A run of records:
☆ ☆ ☆ ☆ ☆ ☆ ☆

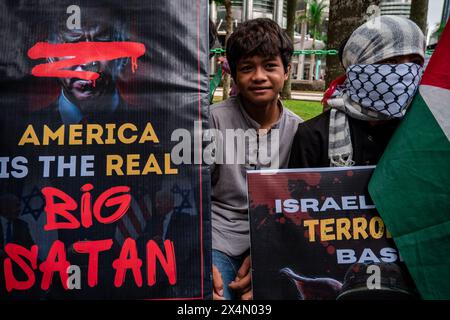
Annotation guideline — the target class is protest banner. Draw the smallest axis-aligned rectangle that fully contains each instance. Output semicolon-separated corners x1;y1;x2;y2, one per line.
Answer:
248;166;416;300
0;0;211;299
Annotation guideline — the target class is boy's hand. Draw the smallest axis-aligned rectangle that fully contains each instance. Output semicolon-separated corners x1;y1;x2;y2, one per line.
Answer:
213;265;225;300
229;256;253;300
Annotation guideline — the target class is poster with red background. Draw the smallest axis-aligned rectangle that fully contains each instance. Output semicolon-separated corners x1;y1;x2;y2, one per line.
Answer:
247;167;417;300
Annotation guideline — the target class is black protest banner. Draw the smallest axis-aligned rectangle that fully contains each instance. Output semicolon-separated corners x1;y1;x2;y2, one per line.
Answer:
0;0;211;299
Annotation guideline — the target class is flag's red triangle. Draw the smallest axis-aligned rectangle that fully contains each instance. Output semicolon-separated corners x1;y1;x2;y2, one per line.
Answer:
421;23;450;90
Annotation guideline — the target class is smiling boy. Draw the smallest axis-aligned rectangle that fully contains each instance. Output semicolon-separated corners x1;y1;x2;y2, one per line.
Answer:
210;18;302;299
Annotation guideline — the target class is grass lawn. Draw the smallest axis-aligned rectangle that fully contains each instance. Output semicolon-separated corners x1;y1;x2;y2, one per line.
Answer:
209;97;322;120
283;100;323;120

☆ ☆ ☆ ☆ ☆ ☆ ☆

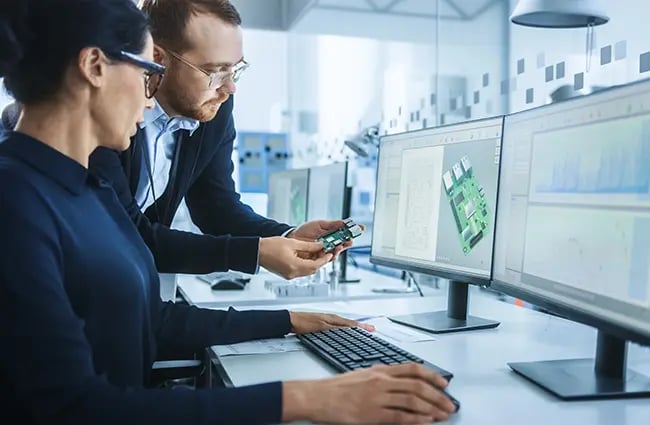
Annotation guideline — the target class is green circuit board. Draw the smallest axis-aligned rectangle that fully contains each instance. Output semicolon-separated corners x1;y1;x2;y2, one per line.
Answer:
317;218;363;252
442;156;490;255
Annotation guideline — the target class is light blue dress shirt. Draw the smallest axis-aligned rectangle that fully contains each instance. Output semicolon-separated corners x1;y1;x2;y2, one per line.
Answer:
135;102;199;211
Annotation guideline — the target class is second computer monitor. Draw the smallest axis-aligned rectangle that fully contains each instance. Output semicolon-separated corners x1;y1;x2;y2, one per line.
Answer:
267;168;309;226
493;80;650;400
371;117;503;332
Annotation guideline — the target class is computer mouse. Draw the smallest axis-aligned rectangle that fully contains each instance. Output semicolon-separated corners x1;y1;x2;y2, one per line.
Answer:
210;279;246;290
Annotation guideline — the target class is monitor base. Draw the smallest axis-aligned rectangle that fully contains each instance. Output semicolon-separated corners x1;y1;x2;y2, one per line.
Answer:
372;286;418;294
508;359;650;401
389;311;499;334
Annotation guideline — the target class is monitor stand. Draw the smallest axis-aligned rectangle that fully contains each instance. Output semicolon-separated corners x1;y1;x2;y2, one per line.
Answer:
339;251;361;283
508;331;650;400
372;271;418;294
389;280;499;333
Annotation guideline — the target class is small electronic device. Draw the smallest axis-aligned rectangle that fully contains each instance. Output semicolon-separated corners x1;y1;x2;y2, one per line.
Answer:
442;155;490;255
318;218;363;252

☆ ☆ ☆ ☆ ☆ ☆ ☆

Directions for this task:
Begin at the line that has "Annotation guideline — the target class is smiling" and stop after the line that has "210;18;302;299"; write that stretch of the material out again, shifting every bounding-box coordinate in the answers by adding 103 and keeping all other text unchanged.

Correct response:
Annotation guideline — the target class is smiling boy. Draw the smallest axis-aligned rectangle that fully contains each instance. Output semicolon-separated corners x1;y1;x2;y2, one per line.
Answer:
313;121;405;402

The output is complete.